Boundary annotation records:
──────────

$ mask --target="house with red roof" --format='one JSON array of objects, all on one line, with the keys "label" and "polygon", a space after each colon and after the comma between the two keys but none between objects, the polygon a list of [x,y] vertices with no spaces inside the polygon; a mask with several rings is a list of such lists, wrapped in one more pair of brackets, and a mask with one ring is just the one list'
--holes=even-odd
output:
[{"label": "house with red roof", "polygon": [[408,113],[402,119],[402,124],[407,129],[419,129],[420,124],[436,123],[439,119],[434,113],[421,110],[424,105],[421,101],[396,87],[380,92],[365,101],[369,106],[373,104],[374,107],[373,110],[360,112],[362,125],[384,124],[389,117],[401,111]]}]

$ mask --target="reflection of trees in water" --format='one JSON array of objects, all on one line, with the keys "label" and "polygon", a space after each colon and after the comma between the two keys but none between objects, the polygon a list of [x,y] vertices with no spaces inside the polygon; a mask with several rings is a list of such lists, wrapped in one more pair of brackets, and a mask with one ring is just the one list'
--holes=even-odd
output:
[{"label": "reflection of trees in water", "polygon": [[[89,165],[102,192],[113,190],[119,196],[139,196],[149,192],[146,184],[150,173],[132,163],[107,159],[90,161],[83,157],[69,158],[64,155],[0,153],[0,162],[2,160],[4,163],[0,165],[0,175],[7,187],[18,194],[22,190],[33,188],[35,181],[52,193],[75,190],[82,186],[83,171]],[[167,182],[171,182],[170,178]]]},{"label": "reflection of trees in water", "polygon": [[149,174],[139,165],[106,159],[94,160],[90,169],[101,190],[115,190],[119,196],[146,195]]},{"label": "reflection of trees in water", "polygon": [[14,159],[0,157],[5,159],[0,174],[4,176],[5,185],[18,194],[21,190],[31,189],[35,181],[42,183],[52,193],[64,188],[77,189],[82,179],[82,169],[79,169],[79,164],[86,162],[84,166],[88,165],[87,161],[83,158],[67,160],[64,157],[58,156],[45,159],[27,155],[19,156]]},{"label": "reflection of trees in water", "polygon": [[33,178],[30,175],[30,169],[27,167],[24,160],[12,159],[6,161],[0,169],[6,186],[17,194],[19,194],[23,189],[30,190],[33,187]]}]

──────────

Task requirements:
Extract every line of the material above that contains the word "mask", treating uppercase and lowercase as different.

Result for this task:
$ mask --target="house with red roof" --format='one JSON array of objects, all on one line, with the keys "label" and "polygon", a space after each colon and after the comma between the two keys but none between objects, the polygon a list of [x,y] vertices with no spaces inside the polygon; a mask with several rings is a list of such lists, wrapped in one more pair of brackets, and a mask with one ring is just the one list'
$ mask --target="reflection of trees in water" --format='one JSON array of objects, all on one line, with the keys "label" and "polygon", a space after each colon and after the comma between the two keys but none between objects, the polygon a list of [x,y] vertices with no spaces inside the polygon; a mask with several rings is a list of such lists, wrapped in one more pair of brackets, and a mask with one ring is just the one list'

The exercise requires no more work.